_TRY IT_. Return the listing below in full, exactly.

_INPUT MATERIAL_.
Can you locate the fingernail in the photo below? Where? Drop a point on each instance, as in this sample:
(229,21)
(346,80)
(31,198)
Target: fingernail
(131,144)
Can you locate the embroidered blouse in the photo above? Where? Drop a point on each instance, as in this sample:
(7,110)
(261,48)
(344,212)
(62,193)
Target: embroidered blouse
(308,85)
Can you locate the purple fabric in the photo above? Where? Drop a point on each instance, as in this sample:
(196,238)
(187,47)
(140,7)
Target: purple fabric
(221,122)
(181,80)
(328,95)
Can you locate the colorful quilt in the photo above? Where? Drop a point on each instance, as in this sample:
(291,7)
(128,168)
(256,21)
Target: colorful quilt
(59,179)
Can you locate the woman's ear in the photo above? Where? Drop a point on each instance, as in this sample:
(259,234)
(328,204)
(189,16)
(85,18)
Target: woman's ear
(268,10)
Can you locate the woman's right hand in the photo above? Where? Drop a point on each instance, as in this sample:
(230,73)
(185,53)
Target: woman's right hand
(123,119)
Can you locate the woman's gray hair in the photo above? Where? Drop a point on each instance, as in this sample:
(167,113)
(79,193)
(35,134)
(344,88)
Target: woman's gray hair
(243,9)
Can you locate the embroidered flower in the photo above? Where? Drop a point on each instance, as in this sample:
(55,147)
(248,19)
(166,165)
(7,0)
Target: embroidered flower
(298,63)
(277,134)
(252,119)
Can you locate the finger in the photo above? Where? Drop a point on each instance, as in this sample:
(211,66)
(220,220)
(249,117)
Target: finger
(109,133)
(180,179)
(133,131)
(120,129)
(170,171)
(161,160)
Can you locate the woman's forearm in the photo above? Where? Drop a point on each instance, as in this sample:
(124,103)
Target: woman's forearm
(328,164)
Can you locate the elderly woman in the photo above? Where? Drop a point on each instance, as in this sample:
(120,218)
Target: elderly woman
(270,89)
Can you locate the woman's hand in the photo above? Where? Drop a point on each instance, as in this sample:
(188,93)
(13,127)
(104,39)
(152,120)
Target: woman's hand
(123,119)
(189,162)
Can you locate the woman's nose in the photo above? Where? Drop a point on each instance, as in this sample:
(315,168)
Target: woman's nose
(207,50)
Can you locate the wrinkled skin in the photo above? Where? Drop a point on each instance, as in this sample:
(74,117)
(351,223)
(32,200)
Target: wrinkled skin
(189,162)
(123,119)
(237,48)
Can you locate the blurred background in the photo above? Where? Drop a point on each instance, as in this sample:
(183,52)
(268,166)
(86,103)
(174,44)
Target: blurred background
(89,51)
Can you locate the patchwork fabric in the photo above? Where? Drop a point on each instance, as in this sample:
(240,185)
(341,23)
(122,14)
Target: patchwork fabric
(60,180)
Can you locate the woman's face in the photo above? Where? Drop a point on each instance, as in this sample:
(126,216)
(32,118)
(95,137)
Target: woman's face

_OUTPUT FOR THIS TASK_.
Can you locate the fingernail in the photo below? Where? Drop a point on each instance, as in this sample:
(229,21)
(346,80)
(31,198)
Target: fingernail
(131,144)
Can you locate the embroidered blouse in the photo above? Where? Drop a point on each instance, as in this sample:
(7,110)
(261,48)
(344,212)
(62,193)
Target: embroidered blouse
(308,85)
Can you locate the purple fabric in the photo above? Where? Drop a point on each instance, as in this sample:
(196,238)
(187,47)
(140,7)
Target: purple fabric
(221,122)
(181,80)
(328,95)
Can you locate the colorful quilt in the photo above? Where? Drop a point on each instance, as in this sample:
(291,7)
(128,168)
(256,21)
Target: colorful quilt
(59,179)
Can you locate the woman's ear in the photo above? Where? Drop a point on each instance, as in this sample:
(259,234)
(328,204)
(189,16)
(85,18)
Target: woman's ear
(268,10)
Can you locate the woman's right hand in the photo above? Where? Drop a point on each instance, as in this sample:
(230,73)
(185,53)
Target: woman's right hand
(123,119)
Can you locate the woman's gray hair in the photo above? Where? Drop a point on each instance, as in this sample:
(167,113)
(79,193)
(35,134)
(344,88)
Target: woman's gray hair
(243,9)
Can you locate the embroidered flower in the photo above? Where? Drop a point on each instance, as in this sample:
(55,147)
(248,19)
(166,165)
(7,0)
Target: embroidered flower
(298,63)
(277,134)
(252,119)
Can you locate the finger in the photo above? Where? Drop a point on each instance, as in this sample:
(211,66)
(220,220)
(249,117)
Target: finger
(109,133)
(180,179)
(133,131)
(120,129)
(170,171)
(161,160)
Can you locate the woman's forearm in the photo above? Where? Drop a point on each instance, as in this sample:
(124,103)
Target: woman's forearm
(328,164)
Can you locate the elderly woman in the photo above? Where? Drop a point on each instance, as in this sample:
(120,218)
Target: elderly woman
(270,89)
Can you locate the woman's hand in the photo above? Where? Drop a point on each instance, as in this sample:
(188,93)
(13,127)
(104,39)
(152,120)
Target: woman's hand
(123,119)
(189,162)
Can you locate the woman's nose in the photo above? Where? Drop a point on each instance, as in this sample:
(315,168)
Target: woman's nose
(207,50)
Can you locate the wrinkled skin in the photo above? Where? Drop a point on each instance, as in this sample:
(74,117)
(351,223)
(32,200)
Target: wrinkled skin
(189,162)
(123,119)
(237,48)
Can you locate the blurred background in the photo above? Where? Drop a point on each instance, as in this sample:
(183,52)
(268,166)
(86,103)
(174,44)
Target: blurred background
(89,51)
Can you locate the patchwork fabric in the photo above? Where? Drop a point on each instance, as in this sample:
(240,185)
(341,23)
(122,14)
Target: patchwork fabric
(60,180)
Can you locate the woman's face in the photo above? Where? Drop a point on each instance, as in this sample:
(126,216)
(32,118)
(95,137)
Target: woman's face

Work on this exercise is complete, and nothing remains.